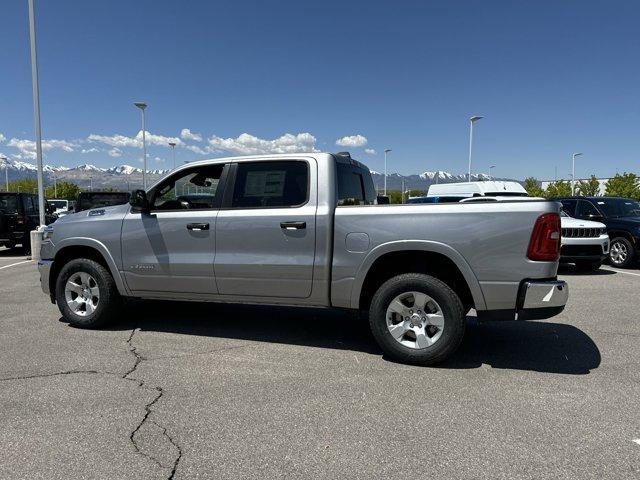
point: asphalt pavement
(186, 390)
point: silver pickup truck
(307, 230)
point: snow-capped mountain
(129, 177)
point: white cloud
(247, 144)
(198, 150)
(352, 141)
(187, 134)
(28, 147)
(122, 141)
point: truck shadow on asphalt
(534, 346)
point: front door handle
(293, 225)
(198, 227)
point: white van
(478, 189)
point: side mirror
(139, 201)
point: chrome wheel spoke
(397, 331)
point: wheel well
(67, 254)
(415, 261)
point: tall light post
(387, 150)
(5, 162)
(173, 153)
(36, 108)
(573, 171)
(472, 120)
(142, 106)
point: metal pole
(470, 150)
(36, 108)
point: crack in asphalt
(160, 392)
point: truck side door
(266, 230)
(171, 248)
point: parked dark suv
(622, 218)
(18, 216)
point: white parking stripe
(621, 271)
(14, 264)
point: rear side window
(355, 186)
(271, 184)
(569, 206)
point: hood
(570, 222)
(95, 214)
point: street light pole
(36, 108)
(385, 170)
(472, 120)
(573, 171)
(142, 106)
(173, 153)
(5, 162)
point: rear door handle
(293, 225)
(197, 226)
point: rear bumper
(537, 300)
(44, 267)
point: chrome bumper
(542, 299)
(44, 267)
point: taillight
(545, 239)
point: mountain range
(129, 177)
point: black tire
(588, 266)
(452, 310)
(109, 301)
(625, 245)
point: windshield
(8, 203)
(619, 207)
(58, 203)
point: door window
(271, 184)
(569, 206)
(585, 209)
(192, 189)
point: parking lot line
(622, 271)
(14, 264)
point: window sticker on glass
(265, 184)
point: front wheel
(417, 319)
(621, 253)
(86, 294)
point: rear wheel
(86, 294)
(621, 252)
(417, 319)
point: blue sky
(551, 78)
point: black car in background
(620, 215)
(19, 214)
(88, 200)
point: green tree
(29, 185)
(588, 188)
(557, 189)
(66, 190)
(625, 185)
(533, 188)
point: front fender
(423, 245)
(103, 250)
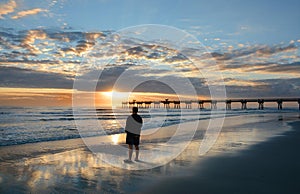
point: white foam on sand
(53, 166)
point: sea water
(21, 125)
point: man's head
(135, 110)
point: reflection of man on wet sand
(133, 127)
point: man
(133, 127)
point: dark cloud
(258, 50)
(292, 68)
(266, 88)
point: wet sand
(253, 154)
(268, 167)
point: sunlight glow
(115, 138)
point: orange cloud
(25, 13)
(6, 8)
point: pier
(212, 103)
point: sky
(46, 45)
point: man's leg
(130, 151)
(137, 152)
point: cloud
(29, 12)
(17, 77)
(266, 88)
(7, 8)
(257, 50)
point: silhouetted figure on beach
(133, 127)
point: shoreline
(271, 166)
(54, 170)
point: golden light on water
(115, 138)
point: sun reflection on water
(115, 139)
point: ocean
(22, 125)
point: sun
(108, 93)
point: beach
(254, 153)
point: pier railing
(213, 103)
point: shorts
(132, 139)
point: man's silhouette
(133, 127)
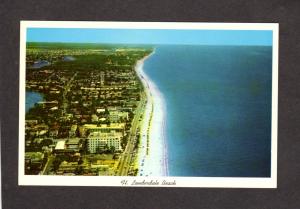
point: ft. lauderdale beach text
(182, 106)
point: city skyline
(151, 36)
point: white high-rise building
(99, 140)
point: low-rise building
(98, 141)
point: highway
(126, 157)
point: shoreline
----
= Try it =
Return every line above word for word, minus images.

= Output of the task =
point: asphalt pavement
(186, 390)
point: silver pickup truck
(307, 230)
point: snow-capped mountain
(129, 177)
point: white cloud
(247, 144)
(198, 150)
(352, 141)
(187, 134)
(28, 147)
(122, 141)
point: truck shadow on asphalt
(534, 346)
point: front door handle
(293, 225)
(198, 227)
point: white van
(478, 189)
point: side mirror
(139, 201)
point: chrome wheel spoke
(397, 331)
point: wheel well
(67, 254)
(415, 261)
point: tall light post
(387, 150)
(5, 162)
(173, 153)
(36, 108)
(573, 171)
(472, 120)
(142, 106)
point: metal pole
(470, 150)
(36, 108)
point: crack in asphalt
(160, 392)
point: truck side door
(266, 230)
(171, 248)
point: parked dark suv
(622, 218)
(18, 216)
point: white parking stripe
(621, 271)
(14, 264)
point: rear side window
(355, 186)
(271, 184)
(569, 206)
point: hood
(570, 222)
(95, 214)
point: street light pole
(36, 108)
(385, 170)
(472, 120)
(573, 171)
(142, 106)
(173, 153)
(5, 162)
point: rear door handle
(293, 225)
(197, 226)
point: rear bumper
(537, 300)
(44, 267)
point: chrome bumper
(542, 299)
(44, 267)
point: taillight
(545, 239)
point: mountain range
(129, 177)
point: black tire
(588, 266)
(452, 310)
(109, 301)
(625, 245)
point: windshield
(8, 203)
(619, 207)
(58, 203)
point: door window
(271, 184)
(569, 206)
(585, 209)
(192, 189)
point: parking lot line
(622, 271)
(14, 264)
point: window sticker on glass
(265, 184)
point: front wheel
(417, 319)
(621, 253)
(86, 294)
point: rear wheel
(86, 294)
(621, 252)
(417, 319)
point: blue sky
(551, 78)
point: black car in background
(620, 215)
(19, 214)
(88, 200)
point: green tree
(29, 185)
(588, 188)
(557, 189)
(66, 190)
(625, 185)
(533, 188)
point: front fender
(423, 245)
(103, 250)
point: white foam on sand
(53, 166)
point: sea water
(21, 125)
point: man's head
(135, 110)
point: reflection of man on wet sand
(133, 127)
point: man
(133, 127)
point: dark cloud
(258, 50)
(292, 68)
(266, 88)
point: wet sand
(253, 154)
(268, 167)
point: sunlight glow
(115, 138)
point: orange cloud
(25, 13)
(6, 8)
point: pier
(212, 103)
point: sky
(46, 45)
point: man's leg
(130, 151)
(137, 152)
point: cloud
(29, 12)
(17, 77)
(266, 88)
(7, 8)
(257, 50)
point: silhouetted figure on beach
(133, 127)
point: shoreline
(271, 166)
(54, 170)
point: golden light on water
(115, 138)
point: sun reflection on water
(115, 139)
point: ocean
(22, 125)
point: sun
(108, 93)
point: beach
(254, 153)
point: pier railing
(213, 103)
point: shorts
(132, 139)
point: man's silhouette
(133, 127)
point: ft. lauderdale beach text
(182, 106)
point: city skyline
(151, 36)
point: white high-rise building
(99, 140)
point: low-rise building
(98, 141)
point: highway
(126, 157)
point: shoreline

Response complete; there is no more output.